Give back the entire listing below word for word, line by line. Leave the pictures out.

Labeled-object pointing entries:

[Start]

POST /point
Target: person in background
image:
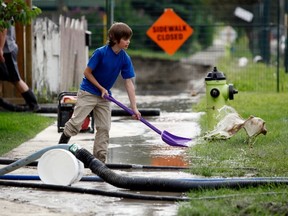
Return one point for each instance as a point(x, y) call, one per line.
point(8, 61)
point(102, 70)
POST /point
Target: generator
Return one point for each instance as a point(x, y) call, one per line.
point(66, 103)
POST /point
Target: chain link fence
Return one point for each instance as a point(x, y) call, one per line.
point(252, 35)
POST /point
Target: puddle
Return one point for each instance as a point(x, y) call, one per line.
point(131, 142)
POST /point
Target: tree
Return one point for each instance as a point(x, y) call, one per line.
point(16, 11)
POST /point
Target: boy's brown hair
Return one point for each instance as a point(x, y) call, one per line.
point(117, 31)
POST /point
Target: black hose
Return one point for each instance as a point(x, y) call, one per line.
point(111, 166)
point(161, 184)
point(93, 191)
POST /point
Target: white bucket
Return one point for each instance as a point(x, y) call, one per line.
point(60, 167)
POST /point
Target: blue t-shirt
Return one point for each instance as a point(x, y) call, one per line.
point(106, 67)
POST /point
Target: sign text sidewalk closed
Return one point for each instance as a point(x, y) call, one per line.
point(169, 31)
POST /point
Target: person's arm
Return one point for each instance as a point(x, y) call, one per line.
point(2, 42)
point(129, 85)
point(88, 74)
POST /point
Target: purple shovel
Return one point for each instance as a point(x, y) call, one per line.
point(167, 137)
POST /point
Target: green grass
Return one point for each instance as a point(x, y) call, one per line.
point(16, 128)
point(234, 157)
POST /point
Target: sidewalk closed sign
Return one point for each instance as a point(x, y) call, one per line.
point(169, 31)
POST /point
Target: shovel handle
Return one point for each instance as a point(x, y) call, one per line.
point(110, 98)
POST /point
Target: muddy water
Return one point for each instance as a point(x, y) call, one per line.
point(132, 142)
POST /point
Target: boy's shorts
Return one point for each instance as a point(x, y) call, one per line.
point(9, 69)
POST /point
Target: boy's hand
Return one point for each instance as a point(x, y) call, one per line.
point(104, 92)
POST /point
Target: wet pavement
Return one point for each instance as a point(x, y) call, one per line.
point(131, 142)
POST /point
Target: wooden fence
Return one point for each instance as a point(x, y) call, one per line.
point(59, 57)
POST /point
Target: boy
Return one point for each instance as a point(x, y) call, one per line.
point(102, 70)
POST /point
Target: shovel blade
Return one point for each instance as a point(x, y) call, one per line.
point(173, 140)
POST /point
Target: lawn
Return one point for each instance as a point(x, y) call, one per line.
point(16, 128)
point(235, 158)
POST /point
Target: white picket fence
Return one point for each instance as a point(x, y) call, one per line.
point(60, 55)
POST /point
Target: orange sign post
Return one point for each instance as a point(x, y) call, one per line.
point(169, 31)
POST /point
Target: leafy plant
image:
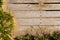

[End]

**Response**.
POST /point
Target: person in background
image:
Return one point for each instance as a point(x, y) call, one per line.
point(8, 61)
point(102, 70)
POST /point
Target: generator
Return one point for each instance as a point(x, y) call, one per line.
point(66, 103)
POST /point
Target: chain link fence
Return one point for each instance as a point(x, y) call, one per line.
point(252, 35)
POST /point
Target: puddle
Return one point for each instance as a point(x, y) call, one per line.
point(131, 142)
POST /point
Target: tree
Return one point for each instance as a point(x, y) call, one per line.
point(16, 11)
POST /point
Target: boy's brown hair
Return one point for each instance as a point(x, y) call, one per line.
point(117, 31)
POST /point
Target: black hose
Return one point for each instance as a point(x, y) call, one per line.
point(111, 166)
point(161, 184)
point(93, 191)
POST /point
Target: white bucket
Return one point for each instance as a point(x, y) call, one per line.
point(60, 167)
POST /point
Target: blue t-shirt
Return one point for each instance as a point(x, y) call, one per line.
point(106, 67)
POST /point
Target: sign text sidewalk closed
Return one point for each instance as a point(x, y) call, one per line.
point(169, 31)
POST /point
Target: person's arm
Return one point for each instance as a point(x, y) call, one per line.
point(2, 42)
point(129, 85)
point(88, 74)
POST /point
Target: purple shovel
Return one point for each instance as a point(x, y) call, one per line.
point(167, 137)
POST /point
Target: green grass
Return one point for each instance as a point(x, y) call, one per line.
point(16, 128)
point(234, 157)
POST /point
Target: sidewalk closed sign
Return one point for each instance as a point(x, y) call, one per line.
point(169, 31)
POST /point
Target: shovel handle
Return one point for each instance as a point(x, y) call, one per line.
point(110, 98)
POST /point
Target: muddy water
Return one point for each instance as a point(x, y) call, one per line.
point(132, 142)
POST /point
Target: boy's shorts
Return one point for each instance as a point(x, y) call, one per line.
point(9, 69)
POST /point
Target: boy's hand
Return one point for each instance as a point(x, y) call, one per line.
point(104, 92)
POST /point
Target: wet pavement
Return one point for each instance as a point(x, y) call, one per line.
point(131, 142)
POST /point
Target: wooden fence
Return one point for each instance as a point(x, y) call, one per line.
point(59, 57)
POST /point
Target: boy
Return one point for each instance as a point(x, y) call, one per line.
point(102, 70)
POST /point
Target: shovel blade
Return one point for each instance as a point(x, y) call, one per line.
point(173, 140)
POST /point
Target: lawn
Return one point for each instance as a point(x, y) call, one per line.
point(16, 128)
point(235, 158)
POST /point
Target: white picket fence
Return one point for each instance as a point(x, y) call, one per line.
point(60, 55)
POST /point
Target: orange sign post
Return one point for each instance as a point(x, y) call, one per line.
point(169, 31)
POST /point
Target: leafy plant
image:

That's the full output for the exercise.